### Problem statement:
Reproduce every record below word for word and include no pictures.

[Data records]

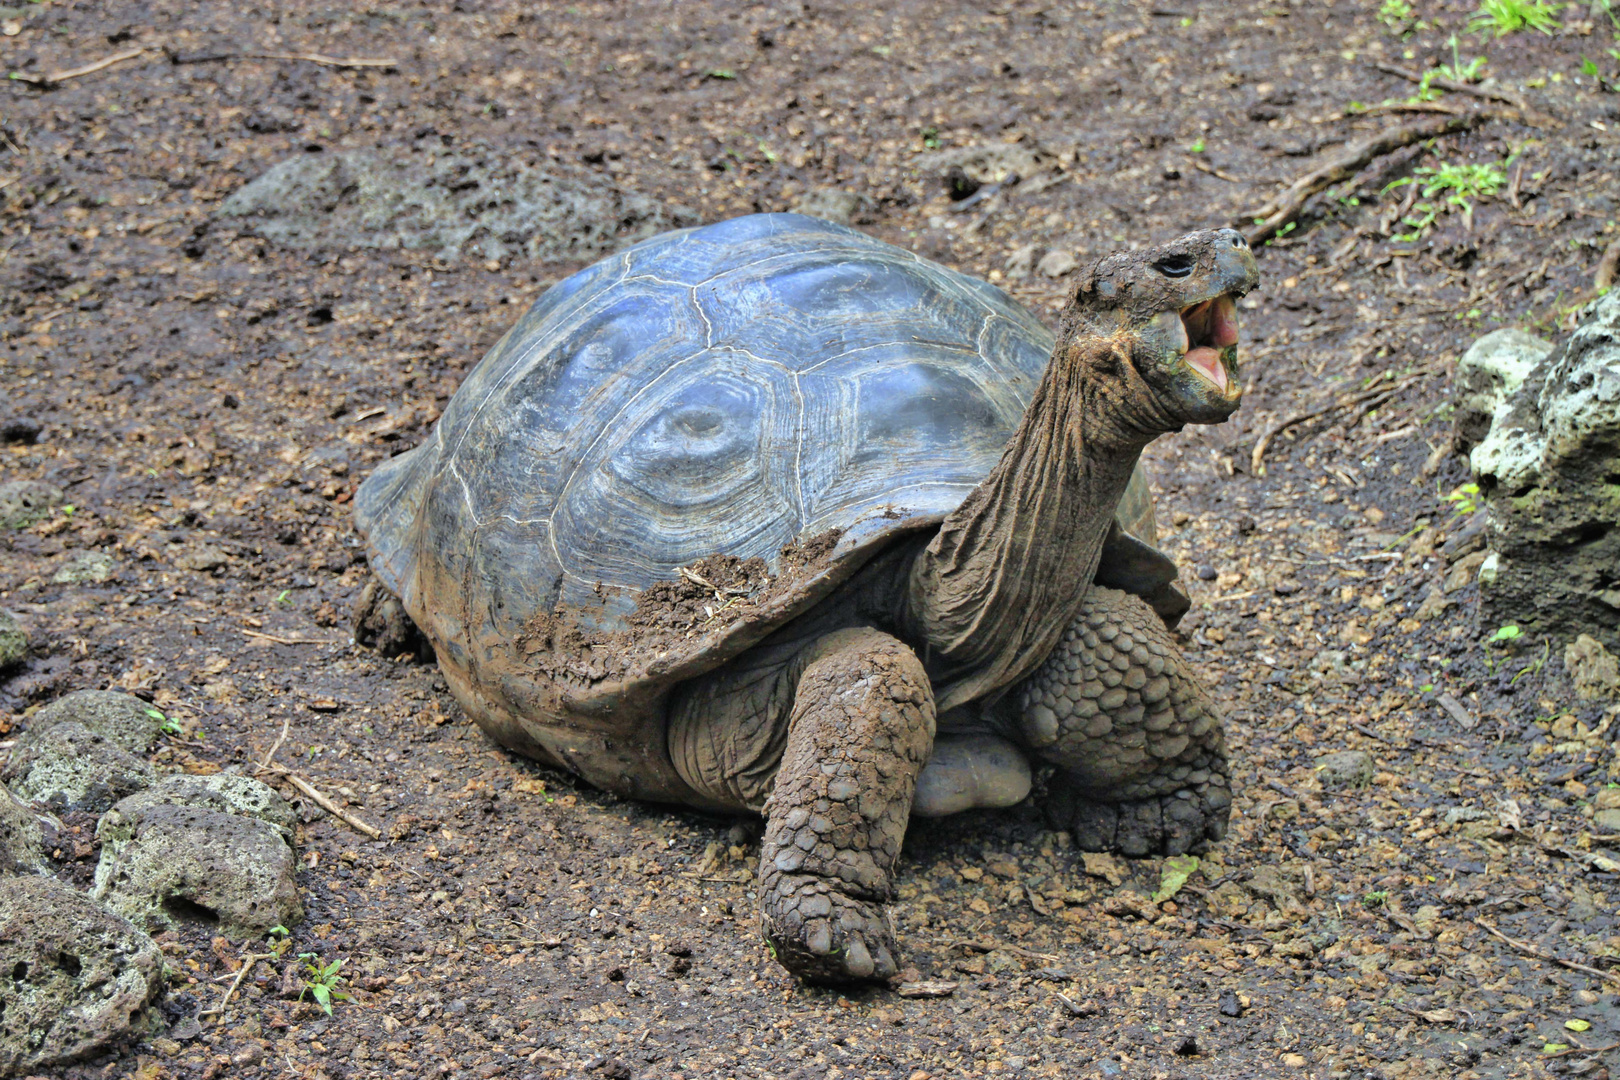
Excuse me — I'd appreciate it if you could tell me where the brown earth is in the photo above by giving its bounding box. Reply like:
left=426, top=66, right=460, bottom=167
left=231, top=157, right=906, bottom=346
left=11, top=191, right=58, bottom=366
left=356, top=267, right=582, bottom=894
left=3, top=2, right=1620, bottom=1079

### Answer area:
Excuse me — I'd appreciate it if you could tell me where the brown earth is in the photo above by giving its bounding box. Reply like:
left=426, top=66, right=460, bottom=167
left=231, top=157, right=906, bottom=346
left=11, top=191, right=58, bottom=366
left=356, top=267, right=582, bottom=894
left=3, top=2, right=1620, bottom=1079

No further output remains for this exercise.